**EXERCISE DETAILS**. Print the flash memory post below word for word, from "First look at" to "one data burst.".

**PASSAGE TO READ**.
First look at the read. Reading a full page is a single instruction, "give me page X". The card then streams it to you as fast as it can, on the order of tens of MB/s. Reading one out of every 512 bytes in a page is many instructions. "give me byte Y in page X", wait for response, "give me byte Z in page X", wait for response, etc. At that point it's not the data streaming rate that will kill you, it's the back and forth command time. I would honestly be surprised if you could send 10-100 individual "give me byte Y in page X" commands and get the resulting data any faster than you could just get the entire page in one command and one data burst.
Now look at the writes. Writing to flash is a complicated process, because you can't just overwrite a byte in flash by itself. In order to write a byte, you have to clear it first, but you can't clear a single byte. You can't even clear a single page. You have to clear an entire block (many tens of pages). That means that in order to write a single byte, you have to first read the entire block, erase the entire block, then re-write the entire block with that single byte replaced with the updated value. This is called "write amplification":
https://en.wikipedia.org/wiki/Write_amplification
You can also look at benchmarks on flash drives as a function of block size, like this:
http://www.cdrlabs.com/images/storie...pro%20atto.png
That y-axis is block size in kB. Reading/Writing blocks of 512 bytes is around 175x slower than reading/writing blocks of 64 kB.
Long story short, you're far better off just erasing the entire card than trying to work a byte at a time 10,000 times.

**DATASET EXCERPTS**.
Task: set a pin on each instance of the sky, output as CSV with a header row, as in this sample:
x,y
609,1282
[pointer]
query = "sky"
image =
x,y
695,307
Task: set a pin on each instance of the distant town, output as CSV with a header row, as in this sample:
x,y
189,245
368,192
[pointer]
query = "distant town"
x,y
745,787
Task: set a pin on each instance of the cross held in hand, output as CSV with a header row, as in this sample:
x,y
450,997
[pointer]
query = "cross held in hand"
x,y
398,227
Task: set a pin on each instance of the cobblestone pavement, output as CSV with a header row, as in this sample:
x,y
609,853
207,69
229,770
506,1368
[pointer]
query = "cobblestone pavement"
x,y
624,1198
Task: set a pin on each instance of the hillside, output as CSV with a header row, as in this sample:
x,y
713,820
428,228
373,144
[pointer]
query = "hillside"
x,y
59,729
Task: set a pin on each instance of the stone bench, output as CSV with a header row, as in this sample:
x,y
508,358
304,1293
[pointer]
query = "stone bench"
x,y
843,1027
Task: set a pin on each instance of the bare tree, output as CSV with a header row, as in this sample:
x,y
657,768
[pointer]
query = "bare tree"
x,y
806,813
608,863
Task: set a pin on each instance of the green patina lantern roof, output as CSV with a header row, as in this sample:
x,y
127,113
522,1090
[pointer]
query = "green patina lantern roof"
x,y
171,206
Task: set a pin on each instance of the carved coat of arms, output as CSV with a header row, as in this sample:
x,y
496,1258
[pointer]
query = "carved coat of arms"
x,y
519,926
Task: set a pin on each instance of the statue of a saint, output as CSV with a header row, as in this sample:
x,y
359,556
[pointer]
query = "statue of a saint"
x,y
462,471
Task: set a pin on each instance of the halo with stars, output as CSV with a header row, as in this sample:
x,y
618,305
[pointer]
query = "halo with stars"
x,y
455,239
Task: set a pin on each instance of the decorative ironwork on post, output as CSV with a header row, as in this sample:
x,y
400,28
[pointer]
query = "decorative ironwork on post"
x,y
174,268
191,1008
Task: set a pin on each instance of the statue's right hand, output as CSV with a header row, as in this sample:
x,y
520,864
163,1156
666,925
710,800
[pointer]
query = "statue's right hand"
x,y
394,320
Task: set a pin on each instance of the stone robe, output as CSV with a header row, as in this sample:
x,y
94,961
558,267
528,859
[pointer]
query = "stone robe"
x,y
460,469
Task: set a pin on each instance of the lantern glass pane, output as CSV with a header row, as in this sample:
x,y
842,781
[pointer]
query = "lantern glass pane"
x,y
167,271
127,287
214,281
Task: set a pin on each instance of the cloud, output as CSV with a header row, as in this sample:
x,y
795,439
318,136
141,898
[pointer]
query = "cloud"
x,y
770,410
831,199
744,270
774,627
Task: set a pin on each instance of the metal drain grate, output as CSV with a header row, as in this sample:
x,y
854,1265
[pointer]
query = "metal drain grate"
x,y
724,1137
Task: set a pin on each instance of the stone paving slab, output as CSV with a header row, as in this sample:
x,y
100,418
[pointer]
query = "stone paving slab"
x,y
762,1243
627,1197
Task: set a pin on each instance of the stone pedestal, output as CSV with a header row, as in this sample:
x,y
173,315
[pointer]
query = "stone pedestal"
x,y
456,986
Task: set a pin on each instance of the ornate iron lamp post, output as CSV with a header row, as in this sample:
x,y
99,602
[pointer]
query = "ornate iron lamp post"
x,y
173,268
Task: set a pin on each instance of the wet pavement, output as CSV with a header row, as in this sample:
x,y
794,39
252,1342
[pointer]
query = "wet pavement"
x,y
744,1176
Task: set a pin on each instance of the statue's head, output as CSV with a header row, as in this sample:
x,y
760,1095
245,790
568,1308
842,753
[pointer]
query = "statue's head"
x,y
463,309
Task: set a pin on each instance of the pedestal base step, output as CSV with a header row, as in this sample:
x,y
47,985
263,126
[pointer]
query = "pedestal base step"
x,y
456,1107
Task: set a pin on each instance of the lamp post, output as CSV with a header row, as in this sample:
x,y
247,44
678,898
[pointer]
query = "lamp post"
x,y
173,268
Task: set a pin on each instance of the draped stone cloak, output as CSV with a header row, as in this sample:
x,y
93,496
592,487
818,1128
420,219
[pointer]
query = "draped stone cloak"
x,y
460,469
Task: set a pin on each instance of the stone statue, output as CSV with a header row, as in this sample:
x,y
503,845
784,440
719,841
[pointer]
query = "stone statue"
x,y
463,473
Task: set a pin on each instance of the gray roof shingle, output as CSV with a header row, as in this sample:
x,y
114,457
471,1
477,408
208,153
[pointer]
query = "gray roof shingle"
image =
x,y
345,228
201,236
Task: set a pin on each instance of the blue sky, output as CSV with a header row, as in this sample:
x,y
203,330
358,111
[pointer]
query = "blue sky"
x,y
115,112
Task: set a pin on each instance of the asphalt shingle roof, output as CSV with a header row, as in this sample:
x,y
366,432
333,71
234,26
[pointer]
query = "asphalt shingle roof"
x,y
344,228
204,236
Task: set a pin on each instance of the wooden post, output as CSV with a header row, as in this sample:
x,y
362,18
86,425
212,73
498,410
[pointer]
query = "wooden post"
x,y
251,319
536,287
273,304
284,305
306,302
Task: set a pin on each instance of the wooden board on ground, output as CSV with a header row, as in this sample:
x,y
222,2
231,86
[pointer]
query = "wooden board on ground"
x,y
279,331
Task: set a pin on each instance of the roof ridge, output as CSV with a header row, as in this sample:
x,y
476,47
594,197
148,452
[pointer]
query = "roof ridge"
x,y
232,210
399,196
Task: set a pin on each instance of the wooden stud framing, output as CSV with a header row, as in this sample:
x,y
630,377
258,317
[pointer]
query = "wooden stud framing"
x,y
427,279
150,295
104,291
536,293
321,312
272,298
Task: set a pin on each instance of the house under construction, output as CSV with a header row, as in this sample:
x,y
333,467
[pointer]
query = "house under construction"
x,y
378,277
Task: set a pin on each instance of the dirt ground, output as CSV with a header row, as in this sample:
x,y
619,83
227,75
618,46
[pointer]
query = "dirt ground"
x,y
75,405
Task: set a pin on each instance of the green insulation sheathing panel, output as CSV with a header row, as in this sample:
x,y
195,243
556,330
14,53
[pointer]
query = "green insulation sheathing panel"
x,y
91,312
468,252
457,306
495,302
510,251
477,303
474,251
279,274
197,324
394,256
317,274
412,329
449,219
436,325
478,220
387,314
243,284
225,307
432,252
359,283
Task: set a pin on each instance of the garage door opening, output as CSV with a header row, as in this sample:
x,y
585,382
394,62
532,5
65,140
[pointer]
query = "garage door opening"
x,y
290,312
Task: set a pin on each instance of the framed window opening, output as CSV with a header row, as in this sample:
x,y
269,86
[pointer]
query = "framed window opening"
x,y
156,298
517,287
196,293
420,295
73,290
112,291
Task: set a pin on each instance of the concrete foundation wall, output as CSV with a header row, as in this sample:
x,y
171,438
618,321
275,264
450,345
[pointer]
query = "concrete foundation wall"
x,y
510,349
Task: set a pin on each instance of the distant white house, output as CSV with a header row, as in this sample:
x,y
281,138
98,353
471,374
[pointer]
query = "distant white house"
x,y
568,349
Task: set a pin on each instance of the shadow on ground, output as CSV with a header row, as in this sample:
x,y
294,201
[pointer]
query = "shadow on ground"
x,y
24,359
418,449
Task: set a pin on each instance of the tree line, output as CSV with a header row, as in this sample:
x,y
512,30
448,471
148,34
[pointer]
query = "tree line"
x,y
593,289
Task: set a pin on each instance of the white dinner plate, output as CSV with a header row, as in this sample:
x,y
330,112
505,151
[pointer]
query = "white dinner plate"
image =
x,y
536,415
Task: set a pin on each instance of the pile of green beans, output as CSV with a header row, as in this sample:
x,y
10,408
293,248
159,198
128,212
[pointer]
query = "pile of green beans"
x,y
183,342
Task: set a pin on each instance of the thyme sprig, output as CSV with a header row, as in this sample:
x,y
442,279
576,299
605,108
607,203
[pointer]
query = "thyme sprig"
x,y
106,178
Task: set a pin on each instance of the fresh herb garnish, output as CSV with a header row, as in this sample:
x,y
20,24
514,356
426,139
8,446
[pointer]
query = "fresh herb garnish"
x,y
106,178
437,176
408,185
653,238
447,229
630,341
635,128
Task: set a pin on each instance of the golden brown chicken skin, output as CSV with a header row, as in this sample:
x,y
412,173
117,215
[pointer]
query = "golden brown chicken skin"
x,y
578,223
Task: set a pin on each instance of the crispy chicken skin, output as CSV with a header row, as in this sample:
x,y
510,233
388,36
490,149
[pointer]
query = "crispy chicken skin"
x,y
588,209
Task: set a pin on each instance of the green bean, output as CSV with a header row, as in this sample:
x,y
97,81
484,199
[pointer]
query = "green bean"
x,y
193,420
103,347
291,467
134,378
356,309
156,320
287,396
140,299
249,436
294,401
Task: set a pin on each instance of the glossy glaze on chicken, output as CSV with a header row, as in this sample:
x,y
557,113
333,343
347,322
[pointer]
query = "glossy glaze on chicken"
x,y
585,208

**RESULT FOR THIS TASK**.
First look at the read. Reading a full page is a single instruction, "give me page X". The card then streams it to you as fast as it can, on the order of tens of MB/s. Reading one out of every 512 bytes in a page is many instructions. "give me byte Y in page X", wait for response, "give me byte Z in page X", wait for response, etc. At that point it's not the data streaming rate that will kill you, it's the back and forth command time. I would honestly be surprised if you could send 10-100 individual "give me byte Y in page X" commands and get the resulting data any faster than you could just get the entire page in one command and one data burst.